━━━━━ Texto ━━━━━
Esta carte de
demissão é provavelmente um dos mais significativos documentos recentes sobre a
situação do povo palestiniano. Exprime com grande clareza os antecedentes que
conduziram à trágica situação actual. Denuncia a longa cumplicidade das
principais potências ocidentais (com os EUA e a Grã-Bretanha em maior destaque)
com décadas de crimes do ocupante sionista. Denuncia a completa – e deliberada
- impotência da ONU em agir de acordo com os princípios definidos na sua Carta
fundadora, impotência que o genocídio em curso torna ainda mais dramática.
Aponta dez pontos essenciais para que este massacre possa ser detido, para a
necessária condenação dos crimes do sionismo, para uma solução política de
futuro. Dificilmente se poderia admitir que a actual ONU está em condições de
dirigir a sua concretização.
Senhor Alto
Comissário,
Esta será a
minha última comunicação oficial como Director do Escritório de Nova Iorque do
Alto Comissariado para os Direitos Humanos (ACNUDH).
Escrevo-lhe num
momento de grande angústia para o mundo, incluindo muitos dos nossos colegas.
━━━━━
◆ Instruções das tarefas
1. Reproduza o texto de "com décadas de" a "a sua concretização.", substituindo "ONU" por "Organização das Nações Unidas".
2. Segundo o texto, que potências ocidentais aparecem em maior destaque na cumplicidade denunciada?
Os registos constituem material independente do texto.
━━━━━ Material fornecido ━━━━━
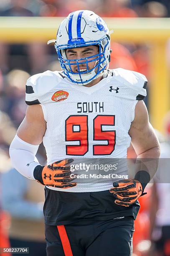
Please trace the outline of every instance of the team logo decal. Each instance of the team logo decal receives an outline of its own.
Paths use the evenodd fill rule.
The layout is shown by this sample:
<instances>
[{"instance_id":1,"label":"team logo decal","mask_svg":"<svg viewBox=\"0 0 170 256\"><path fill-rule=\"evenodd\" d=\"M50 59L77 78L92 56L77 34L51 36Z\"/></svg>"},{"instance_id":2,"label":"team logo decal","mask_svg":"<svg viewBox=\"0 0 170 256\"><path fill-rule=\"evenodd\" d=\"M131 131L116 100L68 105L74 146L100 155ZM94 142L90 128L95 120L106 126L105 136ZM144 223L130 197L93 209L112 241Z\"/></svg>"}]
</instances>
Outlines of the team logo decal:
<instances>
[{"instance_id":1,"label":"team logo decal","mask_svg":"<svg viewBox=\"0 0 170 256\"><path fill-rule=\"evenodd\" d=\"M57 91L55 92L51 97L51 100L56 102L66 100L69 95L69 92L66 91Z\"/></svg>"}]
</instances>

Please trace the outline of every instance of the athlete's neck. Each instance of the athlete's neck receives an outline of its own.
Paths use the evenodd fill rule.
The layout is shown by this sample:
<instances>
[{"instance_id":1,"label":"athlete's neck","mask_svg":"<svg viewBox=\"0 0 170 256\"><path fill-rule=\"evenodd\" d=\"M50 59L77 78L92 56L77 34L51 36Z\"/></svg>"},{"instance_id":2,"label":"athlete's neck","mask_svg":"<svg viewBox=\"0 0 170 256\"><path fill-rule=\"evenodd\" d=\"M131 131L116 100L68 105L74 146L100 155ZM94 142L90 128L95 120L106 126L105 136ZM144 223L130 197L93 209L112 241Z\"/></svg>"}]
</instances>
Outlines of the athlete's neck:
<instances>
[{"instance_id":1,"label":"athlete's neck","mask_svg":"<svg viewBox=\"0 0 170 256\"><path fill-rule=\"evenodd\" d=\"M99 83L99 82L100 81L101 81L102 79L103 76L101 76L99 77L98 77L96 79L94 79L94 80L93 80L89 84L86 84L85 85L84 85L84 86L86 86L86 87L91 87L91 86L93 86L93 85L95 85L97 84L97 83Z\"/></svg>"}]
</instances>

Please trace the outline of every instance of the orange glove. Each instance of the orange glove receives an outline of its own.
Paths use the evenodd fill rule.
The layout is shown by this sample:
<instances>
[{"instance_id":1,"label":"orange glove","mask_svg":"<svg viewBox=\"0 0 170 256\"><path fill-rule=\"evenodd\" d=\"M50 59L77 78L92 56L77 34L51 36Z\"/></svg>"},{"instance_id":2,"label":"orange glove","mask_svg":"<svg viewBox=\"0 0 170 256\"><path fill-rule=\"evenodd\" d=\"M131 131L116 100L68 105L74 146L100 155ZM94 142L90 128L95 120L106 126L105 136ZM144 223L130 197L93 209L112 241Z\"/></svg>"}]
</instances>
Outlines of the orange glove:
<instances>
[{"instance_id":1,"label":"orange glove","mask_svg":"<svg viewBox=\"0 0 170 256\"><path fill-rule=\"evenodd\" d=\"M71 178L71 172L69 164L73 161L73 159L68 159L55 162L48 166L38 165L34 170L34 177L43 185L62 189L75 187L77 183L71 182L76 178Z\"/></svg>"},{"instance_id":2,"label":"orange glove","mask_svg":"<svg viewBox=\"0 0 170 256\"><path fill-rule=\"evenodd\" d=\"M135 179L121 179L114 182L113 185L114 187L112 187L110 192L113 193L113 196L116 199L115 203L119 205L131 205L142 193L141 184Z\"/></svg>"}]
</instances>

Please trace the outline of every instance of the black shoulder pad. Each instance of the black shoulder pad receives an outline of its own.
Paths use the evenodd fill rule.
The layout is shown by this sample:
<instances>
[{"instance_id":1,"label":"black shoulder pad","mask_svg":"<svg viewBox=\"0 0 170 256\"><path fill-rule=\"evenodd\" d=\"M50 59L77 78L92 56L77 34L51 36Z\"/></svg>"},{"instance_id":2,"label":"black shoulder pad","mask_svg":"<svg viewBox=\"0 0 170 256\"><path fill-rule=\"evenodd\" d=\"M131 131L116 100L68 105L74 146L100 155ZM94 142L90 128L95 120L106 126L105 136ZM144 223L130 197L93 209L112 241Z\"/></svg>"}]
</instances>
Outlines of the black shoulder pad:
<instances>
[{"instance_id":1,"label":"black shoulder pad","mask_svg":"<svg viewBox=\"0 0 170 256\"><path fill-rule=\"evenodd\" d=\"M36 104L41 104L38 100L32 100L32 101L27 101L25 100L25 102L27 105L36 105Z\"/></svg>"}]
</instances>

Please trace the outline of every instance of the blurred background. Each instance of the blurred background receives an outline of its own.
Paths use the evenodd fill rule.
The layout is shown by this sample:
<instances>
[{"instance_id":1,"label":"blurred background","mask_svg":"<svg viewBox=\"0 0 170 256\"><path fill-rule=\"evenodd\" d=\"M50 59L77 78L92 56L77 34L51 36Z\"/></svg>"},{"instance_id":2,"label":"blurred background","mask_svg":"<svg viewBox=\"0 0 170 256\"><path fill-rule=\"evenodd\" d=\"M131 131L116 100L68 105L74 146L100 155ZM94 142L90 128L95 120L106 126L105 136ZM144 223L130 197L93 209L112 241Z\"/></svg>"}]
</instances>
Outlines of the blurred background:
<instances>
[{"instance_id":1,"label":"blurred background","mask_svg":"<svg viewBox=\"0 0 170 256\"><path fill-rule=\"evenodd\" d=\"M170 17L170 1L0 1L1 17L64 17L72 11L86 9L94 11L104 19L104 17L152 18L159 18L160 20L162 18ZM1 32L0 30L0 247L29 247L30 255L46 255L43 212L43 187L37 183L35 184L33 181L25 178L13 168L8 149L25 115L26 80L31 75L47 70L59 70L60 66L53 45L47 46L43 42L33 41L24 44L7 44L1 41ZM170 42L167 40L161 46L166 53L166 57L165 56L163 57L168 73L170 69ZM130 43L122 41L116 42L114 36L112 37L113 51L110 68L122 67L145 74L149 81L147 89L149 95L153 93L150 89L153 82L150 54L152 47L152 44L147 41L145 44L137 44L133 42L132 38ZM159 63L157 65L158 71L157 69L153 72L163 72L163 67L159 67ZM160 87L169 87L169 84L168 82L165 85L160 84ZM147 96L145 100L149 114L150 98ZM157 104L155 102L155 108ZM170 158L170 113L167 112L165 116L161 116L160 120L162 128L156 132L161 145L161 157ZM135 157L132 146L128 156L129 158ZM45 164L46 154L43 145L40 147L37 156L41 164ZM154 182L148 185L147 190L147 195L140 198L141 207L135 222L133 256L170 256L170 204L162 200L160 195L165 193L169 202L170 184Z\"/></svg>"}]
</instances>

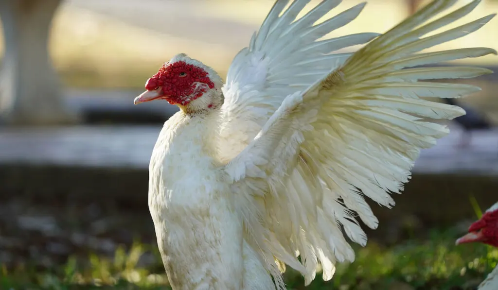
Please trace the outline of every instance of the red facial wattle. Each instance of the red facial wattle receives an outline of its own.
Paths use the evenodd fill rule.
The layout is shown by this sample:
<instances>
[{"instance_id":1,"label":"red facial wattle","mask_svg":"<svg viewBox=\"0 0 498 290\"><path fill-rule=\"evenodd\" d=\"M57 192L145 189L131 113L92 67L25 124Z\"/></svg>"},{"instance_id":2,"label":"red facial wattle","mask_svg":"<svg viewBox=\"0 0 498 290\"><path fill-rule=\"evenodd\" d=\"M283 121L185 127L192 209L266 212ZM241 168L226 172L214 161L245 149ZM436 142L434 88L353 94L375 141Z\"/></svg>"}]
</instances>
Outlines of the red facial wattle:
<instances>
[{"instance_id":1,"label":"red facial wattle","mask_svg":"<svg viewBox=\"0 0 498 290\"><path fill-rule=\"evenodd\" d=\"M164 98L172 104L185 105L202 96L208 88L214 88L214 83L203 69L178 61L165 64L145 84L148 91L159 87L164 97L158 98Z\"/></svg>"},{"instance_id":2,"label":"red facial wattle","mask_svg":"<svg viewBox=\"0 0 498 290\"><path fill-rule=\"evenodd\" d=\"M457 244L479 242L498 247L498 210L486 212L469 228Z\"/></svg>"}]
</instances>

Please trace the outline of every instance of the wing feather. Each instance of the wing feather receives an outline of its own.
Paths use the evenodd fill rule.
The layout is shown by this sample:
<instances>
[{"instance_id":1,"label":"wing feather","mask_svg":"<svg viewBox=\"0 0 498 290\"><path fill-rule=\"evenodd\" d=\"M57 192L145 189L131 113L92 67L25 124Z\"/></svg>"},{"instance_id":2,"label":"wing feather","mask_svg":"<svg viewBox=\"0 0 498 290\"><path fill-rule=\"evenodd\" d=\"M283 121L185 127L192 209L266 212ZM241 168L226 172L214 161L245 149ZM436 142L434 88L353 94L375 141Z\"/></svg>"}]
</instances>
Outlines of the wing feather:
━━━━━
◆ Respostas do exercício
1.
com décadas de crimes do ocupante sionista. Denuncia a completa – e deliberada
- impotência da Organização das Nações Unidas em agir de acordo com os princípios definidos na sua Carta
fundadora, impotência que o genocídio em curso torna ainda mais dramática.
Aponta dez pontos essenciais para que este massacre possa ser detido, para a
necessária condenação dos crimes do sionismo, para uma solução política de
futuro. Dificilmente se poderia admitir que a actual Organização das Nações Unidas está em condições de
dirigir a sua concretização.

2. Os EUA e a Grã-Bretanha.